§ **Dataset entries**
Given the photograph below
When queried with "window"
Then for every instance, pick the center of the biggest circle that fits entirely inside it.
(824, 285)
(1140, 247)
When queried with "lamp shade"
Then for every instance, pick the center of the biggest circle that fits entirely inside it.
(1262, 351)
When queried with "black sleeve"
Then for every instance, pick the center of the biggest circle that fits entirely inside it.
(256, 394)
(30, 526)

§ **EXERCISE DIRECTIONS**
Return the records in their entirety. Keep every character as it is.

§ **RESULT FOR THIS EXERCISE**
Given the photograph below
When queried with "window"
Then for every instance, pick the center of the biggest circle that fits entirely inside it.
(824, 285)
(1140, 247)
When queried with "lamp shade"
Then for every instance, pick the center of the biggest circle that fits entirely inside it.
(1262, 351)
When queried with "black sleeve"
Then for every instance, pick the center of the biggest circle that fits entirely inside it.
(256, 394)
(30, 526)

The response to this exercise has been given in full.